Selected extract
— start —

RATHER THAN ALLOW rainwater to flow out through gutters and into storm drains this winter, why not save it to use in the garden? By collecting rainwater, you not only get a clean, free source of water for irrigating plants, but also use a precious commodity that's in short supply these days.

Rainwater collected in barrels provides backup irrigation for valuable landscape plants during dry spells. Stored rainwater is also a high-quality source for house plants, seedlings, orchids, and other plants that may be sensitive to chemicals and salts found in some wells and city water supplies.

If rainwater is directly routed into the landscape as shown on page 54, even 1/4 inch of rain will give plants a deep soaking. When routed underground, water can be directed right to plant roots.



Just a few inches of rain are enough to provide thousands of gallons of runoff from an average-size roof; the amount of water that you can collect is limited only by the size of your containers. Large containers can be expensive, however, and most gardeners don't have room for a huge tank.

Simpler, easy-to-install options (shown on page 52) include garbage can systems that you put together yourself and rain barrels that come ready to use. All capture water from downspouts. If a downspout is too low, or situated where you can't conveniently put a barrel, you can reroute it by adding pipe elbows and extension pieces.

You can get water out of homemade systems in a number of ways: dip it out with a bucket, suction it out with a hose, pump it with a small submersible pump, or add a spigot (manufactured barrels come with spigots).

— end —

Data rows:
— start —

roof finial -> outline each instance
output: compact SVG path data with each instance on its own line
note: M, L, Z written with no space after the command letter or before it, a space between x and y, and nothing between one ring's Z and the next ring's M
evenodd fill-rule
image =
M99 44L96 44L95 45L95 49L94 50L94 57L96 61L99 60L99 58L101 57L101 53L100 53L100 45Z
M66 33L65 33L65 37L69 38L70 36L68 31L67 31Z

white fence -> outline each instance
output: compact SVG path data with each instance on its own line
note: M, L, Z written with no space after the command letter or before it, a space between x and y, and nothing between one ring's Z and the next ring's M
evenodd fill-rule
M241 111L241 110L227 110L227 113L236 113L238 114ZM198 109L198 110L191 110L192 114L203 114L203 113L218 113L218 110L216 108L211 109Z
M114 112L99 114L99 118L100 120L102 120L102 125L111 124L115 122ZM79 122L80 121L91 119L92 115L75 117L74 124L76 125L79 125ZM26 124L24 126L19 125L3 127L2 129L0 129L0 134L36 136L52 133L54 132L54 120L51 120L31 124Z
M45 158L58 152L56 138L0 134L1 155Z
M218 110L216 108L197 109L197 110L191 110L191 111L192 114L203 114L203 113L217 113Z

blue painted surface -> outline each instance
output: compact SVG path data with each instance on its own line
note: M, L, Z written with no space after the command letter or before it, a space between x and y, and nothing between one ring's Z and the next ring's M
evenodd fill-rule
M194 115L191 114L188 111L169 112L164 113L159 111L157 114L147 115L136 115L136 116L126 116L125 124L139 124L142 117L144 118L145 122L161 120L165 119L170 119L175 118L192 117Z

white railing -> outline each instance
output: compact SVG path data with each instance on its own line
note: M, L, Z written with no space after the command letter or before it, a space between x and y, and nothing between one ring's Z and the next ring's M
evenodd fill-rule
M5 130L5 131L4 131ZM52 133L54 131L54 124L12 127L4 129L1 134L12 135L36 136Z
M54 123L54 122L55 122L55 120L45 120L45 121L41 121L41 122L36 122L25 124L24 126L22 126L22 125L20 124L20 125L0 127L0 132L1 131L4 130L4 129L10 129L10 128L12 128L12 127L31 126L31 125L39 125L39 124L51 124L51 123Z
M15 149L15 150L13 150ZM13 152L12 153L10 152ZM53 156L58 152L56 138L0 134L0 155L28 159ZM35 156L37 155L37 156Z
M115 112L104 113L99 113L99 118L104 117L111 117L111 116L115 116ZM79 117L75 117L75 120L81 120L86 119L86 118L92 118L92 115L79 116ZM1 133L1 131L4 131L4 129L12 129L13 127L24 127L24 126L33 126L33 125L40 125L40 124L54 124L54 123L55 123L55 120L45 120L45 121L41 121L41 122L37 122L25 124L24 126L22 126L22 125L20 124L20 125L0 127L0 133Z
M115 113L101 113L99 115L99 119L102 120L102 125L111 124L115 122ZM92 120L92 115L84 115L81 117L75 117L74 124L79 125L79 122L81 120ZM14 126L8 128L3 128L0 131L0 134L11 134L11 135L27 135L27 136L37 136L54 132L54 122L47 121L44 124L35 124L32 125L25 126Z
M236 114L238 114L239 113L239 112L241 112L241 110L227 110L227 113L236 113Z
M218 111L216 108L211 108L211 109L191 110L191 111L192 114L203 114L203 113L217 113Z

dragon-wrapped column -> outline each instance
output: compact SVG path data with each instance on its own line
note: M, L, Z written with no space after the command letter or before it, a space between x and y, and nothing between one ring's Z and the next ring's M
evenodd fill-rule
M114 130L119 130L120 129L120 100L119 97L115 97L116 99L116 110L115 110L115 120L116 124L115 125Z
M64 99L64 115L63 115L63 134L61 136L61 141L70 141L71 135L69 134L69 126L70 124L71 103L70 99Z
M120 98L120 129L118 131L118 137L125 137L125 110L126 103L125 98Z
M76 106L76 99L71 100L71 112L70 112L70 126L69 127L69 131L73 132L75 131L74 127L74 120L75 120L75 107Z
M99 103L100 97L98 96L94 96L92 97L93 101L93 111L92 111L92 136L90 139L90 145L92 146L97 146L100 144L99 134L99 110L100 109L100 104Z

— end —

Challenges
• A. Copy out the rainwater collection passage in full, word for word.
• B. In the data rows, rewrite the lines from the line containing "blue painted surface -> outline each instance" through the line containing "M194 115L191 114L188", replacing "compact" with "minified" and changing nothing else. Return only those lines.
The passage and the data rows are unrelated to each other.

Results for the exercise
• A.
RATHER THAN ALLOW rainwater to flow out through gutters and into storm drains this winter, why not save it to use in the garden? By collecting rainwater, you not only get a clean, free source of water for irrigating plants, but also use a precious commodity that's in short supply these days.

Rainwater collected in barrels provides backup irrigation for valuable landscape plants during dry spells. Stored rainwater is also a high-quality source for house plants, seedlings, orchids, and other plants that may be sensitive to chemicals and salts found in some wells and city water supplies.

If rainwater is directly routed into the landscape as shown on page 54, even 1/4 inch of rain will give plants a deep soaking. When routed underground, water can be directed right to plant roots.



Just a few inches of rain are enough to provide thousands of gallons of runoff from an average-size roof; the amount of water that you can collect is limited only by the size of your containers. Large containers can be expensive, however, and most gardeners don't have room for a huge tank.

Simpler, easy-to-install options (shown on page 52) include garbage can systems that you put together yourself and rain barrels that come ready to use. All capture water from downspouts. If a downspout is too low, or situated where you can't conveniently put a barrel, you can reroute it by adding pipe elbows and extension pieces.

You can get water out of homemade systems in a number of ways: dip it out with a bucket, suction it out with a hose, pump it with a small submersible pump, or add a spigot (manufactured barrels come with spigots).

• B.
blue painted surface -> outline each instance
output: minified SVG path data with each instance on its own line
note: M, L, Z written with no space after the command letter or before it, a space between x and y, and nothing between one ring's Z and the next ring's M
evenodd fill-rule
M194 115L191 114L188 111L169 112L164 113L159 111L157 114L147 115L136 115L136 116L126 116L125 124L139 124L142 117L144 118L145 122L161 120L165 119L170 119L175 118L192 117Z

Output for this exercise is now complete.